=== DOCUMENT ===
Fast XSLT
by Steve Punte
April 02, 2003
Introduction
This article reviews the birth and development of the promising
compiled-XSLT engine, Apache XSLTC, and the fierce competition among
developers of XSLT engines to be the performance leader.
I Had A Dream
All great revolutions begin with one person, one dream, one idea, and
one vision. And such is the case with Jacek Ambroziak:
originator, visionary, and father of the Apache XSLTC project.
Exactly one year ago Jacek collected together his thoughts and personal
perspective as he departed the project in a document I refer to as the XSLTC memoir. Like
all noteworthy breakthroughs, this one was inspired by the serendipitous
convergence of three bodies of knowledge: the Java Virtual Machines,
Compiler Theory, and XML transformation -- which all came together for
Jacek one dark and stormy night back in early 2000. From there, the
project was born at Sun
Microsystems' XML Technology Center. And life was good, for a
while.
To Compile or Not To Compile
An ancient question, stretching back to nearly the dawn of computer
science, has been, to compile or interpret? Procedural languages have
long explored this issue especially with the C and C++ language compilers
that have dominated the last few decades. Java is both compiled and
interpreted, depending upon how hard you look at it.
Does compilation always improve performance significantly? No. For
any given problem, this is called the "Compile Conjecture." In a
nutshell the answer is in the testing: if when all is said and done, the
final optimized XSLT engine, or whatever software product, spends only 10%
of its CPU time in the generated compiled code and 90% in generic
algorithm code, then the increased complexity by using the compiler tactic
is probably not worth it.
===
**COMPLETE THE FOLLOWING**
A. According to the Fast XSLT article, where was the Apache XSLTC project born?
B. Using the Fast XSLT article, explain when a compiler tactic is probably not worth its added complexity.
C. Quote a passage from the Fast XSLT article word for word. Begin at the words "Does compilation always" and stop after "not worth it.".
=== DATA ===
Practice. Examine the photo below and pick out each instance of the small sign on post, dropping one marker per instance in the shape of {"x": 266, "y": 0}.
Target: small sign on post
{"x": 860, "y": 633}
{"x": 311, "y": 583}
===
**RESPONSES IN ORDER**
A. It was born at Sun Microsystems' XML Technology Center.

B. The article says the answer comes from testing. If the final optimized engine spends only 10% of its CPU time in the generated compiled code and 90% in generic algorithm code, then the extra complexity of compiling is probably not worth it.

C.
Does compilation always improve performance significantly? No. For
any given problem, this is called the "Compile Conjecture." In a
nutshell the answer is in the testing: if when all is said and done, the
final optimized XSLT engine, or whatever software product, spends only 10%
of its CPU time in the generated compiled code and 90% in generic
algorithm code, then the increased complexity by using the compiler tactic
is probably not worth it.